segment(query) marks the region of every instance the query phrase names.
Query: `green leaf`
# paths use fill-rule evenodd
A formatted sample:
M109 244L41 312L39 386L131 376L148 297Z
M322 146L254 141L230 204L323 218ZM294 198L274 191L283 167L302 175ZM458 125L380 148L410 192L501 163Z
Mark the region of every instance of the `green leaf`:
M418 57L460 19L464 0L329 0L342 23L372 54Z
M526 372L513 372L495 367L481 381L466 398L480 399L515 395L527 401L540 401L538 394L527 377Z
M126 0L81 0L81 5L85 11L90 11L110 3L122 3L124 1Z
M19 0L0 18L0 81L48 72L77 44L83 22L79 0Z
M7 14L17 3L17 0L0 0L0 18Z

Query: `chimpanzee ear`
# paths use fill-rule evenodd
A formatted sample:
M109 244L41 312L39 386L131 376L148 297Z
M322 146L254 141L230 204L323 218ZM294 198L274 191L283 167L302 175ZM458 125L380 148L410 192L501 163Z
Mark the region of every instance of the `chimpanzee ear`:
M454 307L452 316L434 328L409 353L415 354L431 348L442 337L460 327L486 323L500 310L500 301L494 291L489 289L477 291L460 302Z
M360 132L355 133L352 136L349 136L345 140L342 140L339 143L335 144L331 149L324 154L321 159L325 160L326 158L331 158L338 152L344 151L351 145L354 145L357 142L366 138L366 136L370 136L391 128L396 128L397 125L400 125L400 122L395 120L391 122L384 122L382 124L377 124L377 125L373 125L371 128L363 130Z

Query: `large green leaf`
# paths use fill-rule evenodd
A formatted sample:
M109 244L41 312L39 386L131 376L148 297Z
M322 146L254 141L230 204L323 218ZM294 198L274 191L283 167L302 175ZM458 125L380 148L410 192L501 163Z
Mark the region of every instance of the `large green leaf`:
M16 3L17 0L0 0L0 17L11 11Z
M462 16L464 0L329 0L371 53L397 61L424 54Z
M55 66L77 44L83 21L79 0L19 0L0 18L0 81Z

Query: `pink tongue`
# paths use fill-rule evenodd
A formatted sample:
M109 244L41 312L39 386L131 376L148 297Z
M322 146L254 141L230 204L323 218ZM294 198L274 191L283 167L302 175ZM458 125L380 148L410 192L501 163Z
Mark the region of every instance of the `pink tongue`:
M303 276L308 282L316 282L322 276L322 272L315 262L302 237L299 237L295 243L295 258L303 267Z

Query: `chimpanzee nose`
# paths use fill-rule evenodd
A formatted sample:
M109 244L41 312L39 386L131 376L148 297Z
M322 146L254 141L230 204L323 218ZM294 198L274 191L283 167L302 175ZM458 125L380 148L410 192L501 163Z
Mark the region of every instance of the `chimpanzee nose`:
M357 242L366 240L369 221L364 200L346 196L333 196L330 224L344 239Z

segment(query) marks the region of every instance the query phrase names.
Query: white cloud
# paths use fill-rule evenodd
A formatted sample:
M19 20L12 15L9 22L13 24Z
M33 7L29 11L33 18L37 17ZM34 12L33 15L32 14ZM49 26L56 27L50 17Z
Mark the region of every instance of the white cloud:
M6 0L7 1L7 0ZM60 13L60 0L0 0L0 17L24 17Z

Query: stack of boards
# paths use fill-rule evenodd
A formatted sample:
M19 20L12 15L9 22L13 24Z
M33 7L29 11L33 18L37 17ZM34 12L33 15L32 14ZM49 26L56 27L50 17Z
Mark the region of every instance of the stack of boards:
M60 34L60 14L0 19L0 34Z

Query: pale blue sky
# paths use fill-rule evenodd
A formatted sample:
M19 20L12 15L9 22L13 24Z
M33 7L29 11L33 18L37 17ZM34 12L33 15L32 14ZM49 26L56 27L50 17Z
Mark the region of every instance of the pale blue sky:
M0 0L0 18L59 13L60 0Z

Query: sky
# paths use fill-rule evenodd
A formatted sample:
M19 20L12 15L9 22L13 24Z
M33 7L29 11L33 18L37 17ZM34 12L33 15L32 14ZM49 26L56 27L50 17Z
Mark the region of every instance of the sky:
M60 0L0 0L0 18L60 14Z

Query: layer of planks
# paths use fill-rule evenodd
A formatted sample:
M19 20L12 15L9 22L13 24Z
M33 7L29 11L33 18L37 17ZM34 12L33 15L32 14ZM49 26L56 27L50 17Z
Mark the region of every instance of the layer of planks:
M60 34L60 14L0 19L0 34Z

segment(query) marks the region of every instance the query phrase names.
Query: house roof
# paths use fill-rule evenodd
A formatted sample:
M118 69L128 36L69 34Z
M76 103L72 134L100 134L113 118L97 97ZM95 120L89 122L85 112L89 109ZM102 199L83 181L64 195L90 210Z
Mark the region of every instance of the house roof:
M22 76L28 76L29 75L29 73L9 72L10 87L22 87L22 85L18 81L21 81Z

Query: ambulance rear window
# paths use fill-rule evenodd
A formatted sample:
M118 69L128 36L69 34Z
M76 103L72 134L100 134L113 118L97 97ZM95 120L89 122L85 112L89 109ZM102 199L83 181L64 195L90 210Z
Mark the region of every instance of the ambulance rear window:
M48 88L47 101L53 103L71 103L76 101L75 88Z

### What is being asked
Render each line of the rows above as a Markdown table with the columns Line No. and Content, numbering the lines in order and leaving out any blank lines.

### Full solution
| Line No. | Content |
|---|---|
| 1 | segment(query) marks the region of every instance the query phrase names. |
| 2 | Query: `green leaf` |
| 3 | # paths use fill-rule evenodd |
| 4 | A formatted sample: |
| 5 | M109 244L41 312L39 386L131 376L148 297Z |
| 6 | M322 146L254 141L230 204L323 218ZM294 198L274 191L283 167L302 175ZM458 125L380 148L410 192L501 163Z |
| 7 | Mark the region of every instance of the `green leaf`: |
| 8 | M418 57L460 19L464 0L329 0L342 23L372 54Z |
| 9 | M526 372L513 372L495 367L481 381L466 398L480 399L515 395L527 401L540 401L538 394L527 377Z |
| 10 | M126 0L81 0L81 5L85 11L90 11L110 3L122 3L124 1Z |
| 11 | M19 0L0 18L0 81L48 72L77 44L83 22L79 0Z |
| 12 | M7 14L17 3L17 0L0 0L0 18Z |
| 13 | Query: `chimpanzee ear` |
| 14 | # paths use fill-rule evenodd |
| 15 | A formatted sample: |
| 16 | M109 244L41 312L39 386L131 376L148 297Z |
| 17 | M322 146L254 141L230 204L323 218ZM294 198L274 191L283 167L302 175ZM458 125L380 148L410 192L501 163Z |
| 18 | Mark the region of every instance of the `chimpanzee ear`: |
| 19 | M454 307L452 316L434 328L409 353L415 354L431 348L442 337L460 327L486 323L500 310L500 301L494 291L489 289L477 291L460 302Z |
| 20 | M360 132L355 133L352 136L349 136L345 140L342 140L339 143L335 144L331 149L324 154L321 159L325 160L326 158L331 158L338 152L344 151L351 145L354 145L357 142L366 138L366 136L370 136L391 128L396 128L397 125L400 125L400 122L395 120L391 122L384 122L382 124L377 124L377 125L373 125L371 128L363 130Z |
| 21 | Query: `large green leaf` |
| 22 | # paths use fill-rule evenodd |
| 23 | A formatted sample: |
| 24 | M109 244L41 312L39 386L131 376L148 297Z |
| 25 | M322 146L254 141L230 204L323 218ZM294 198L274 191L283 167L302 175ZM458 125L380 148L410 192L501 163Z |
| 26 | Mark the region of every instance of the `large green leaf`: |
| 27 | M16 3L17 0L0 0L0 17L11 11Z |
| 28 | M462 16L464 0L329 0L371 53L397 61L424 54Z |
| 29 | M55 66L77 44L83 21L79 0L19 0L0 18L0 81Z |
| 30 | Query: `pink tongue` |
| 31 | # paths use fill-rule evenodd |
| 32 | A formatted sample: |
| 33 | M109 244L41 312L39 386L131 376L148 297Z |
| 34 | M322 146L254 141L230 204L323 218ZM294 198L274 191L283 167L302 175ZM458 125L380 148L410 192L501 163Z |
| 35 | Mark the region of every instance of the `pink tongue`: |
| 36 | M303 276L308 282L316 282L322 276L322 272L315 262L302 237L299 237L295 243L295 258L303 267Z |
| 37 | Query: `chimpanzee nose` |
| 38 | # paths use fill-rule evenodd |
| 39 | A formatted sample: |
| 40 | M109 244L41 312L39 386L131 376L148 297Z |
| 41 | M322 146L254 141L230 204L323 218ZM294 198L274 191L283 167L302 175ZM458 125L380 148L410 192L501 163Z |
| 42 | Mark the region of every instance of the `chimpanzee nose`: |
| 43 | M357 242L366 240L369 221L364 200L346 196L333 196L330 224L344 239Z |
| 44 | segment(query) marks the region of every instance the query phrase names. |
| 45 | Query: white cloud |
| 46 | # paths use fill-rule evenodd |
| 47 | A formatted sample: |
| 48 | M19 20L12 15L9 22L13 24Z |
| 49 | M33 7L29 11L33 18L37 17ZM34 12L33 15L32 14ZM49 26L56 27L50 17Z |
| 50 | Mark the region of every instance of the white cloud: |
| 51 | M6 0L7 1L7 0ZM60 13L60 0L0 0L0 17L24 17Z |
| 52 | Query: stack of boards |
| 53 | # paths use fill-rule evenodd |
| 54 | A formatted sample: |
| 55 | M19 20L12 15L9 22L13 24Z |
| 56 | M33 7L29 11L33 18L37 17ZM34 12L33 15L32 14ZM49 26L56 27L50 17Z |
| 57 | Mark the region of every instance of the stack of boards: |
| 58 | M60 34L60 14L0 19L0 34Z |
| 59 | Query: pale blue sky |
| 60 | # paths use fill-rule evenodd |
| 61 | A formatted sample: |
| 62 | M19 20L12 15L9 22L13 24Z |
| 63 | M33 7L29 11L33 18L37 17ZM34 12L33 15L32 14ZM49 26L56 27L50 17Z |
| 64 | Mark the region of every instance of the pale blue sky: |
| 65 | M0 0L0 18L59 13L60 0Z |
| 66 | Query: sky |
| 67 | # paths use fill-rule evenodd |
| 68 | A formatted sample: |
| 69 | M19 20L12 15L9 22L13 24Z |
| 70 | M33 7L29 11L33 18L37 17ZM34 12L33 15L32 14ZM49 26L56 27L50 17Z |
| 71 | Mark the region of every instance of the sky: |
| 72 | M60 0L0 0L0 18L60 14Z |
| 73 | Query: layer of planks |
| 74 | # paths use fill-rule evenodd |
| 75 | A formatted sample: |
| 76 | M19 20L12 15L9 22L13 24Z |
| 77 | M33 7L29 11L33 18L37 17ZM34 12L33 15L32 14ZM49 26L56 27L50 17Z |
| 78 | Mark the region of every instance of the layer of planks: |
| 79 | M60 34L60 14L0 19L0 34Z |
| 80 | segment(query) marks the region of every instance the query phrase names. |
| 81 | Query: house roof |
| 82 | # paths use fill-rule evenodd |
| 83 | A formatted sample: |
| 84 | M118 69L128 36L69 34Z |
| 85 | M76 103L72 134L100 134L113 118L97 97ZM95 120L89 122L85 112L89 109ZM102 199L83 181L64 195L90 210Z |
| 86 | Mark the region of every instance of the house roof: |
| 87 | M22 76L28 76L29 75L29 73L9 72L10 87L22 87L22 85L18 81L21 81Z |
| 88 | Query: ambulance rear window |
| 89 | # paths use fill-rule evenodd |
| 90 | A formatted sample: |
| 91 | M118 69L128 36L69 34Z |
| 92 | M76 103L72 134L100 134L113 118L97 97ZM95 120L89 122L85 112L89 109ZM102 199L83 181L64 195L90 210Z |
| 93 | Mark the region of every instance of the ambulance rear window: |
| 94 | M48 88L47 101L53 103L71 103L76 101L75 88Z |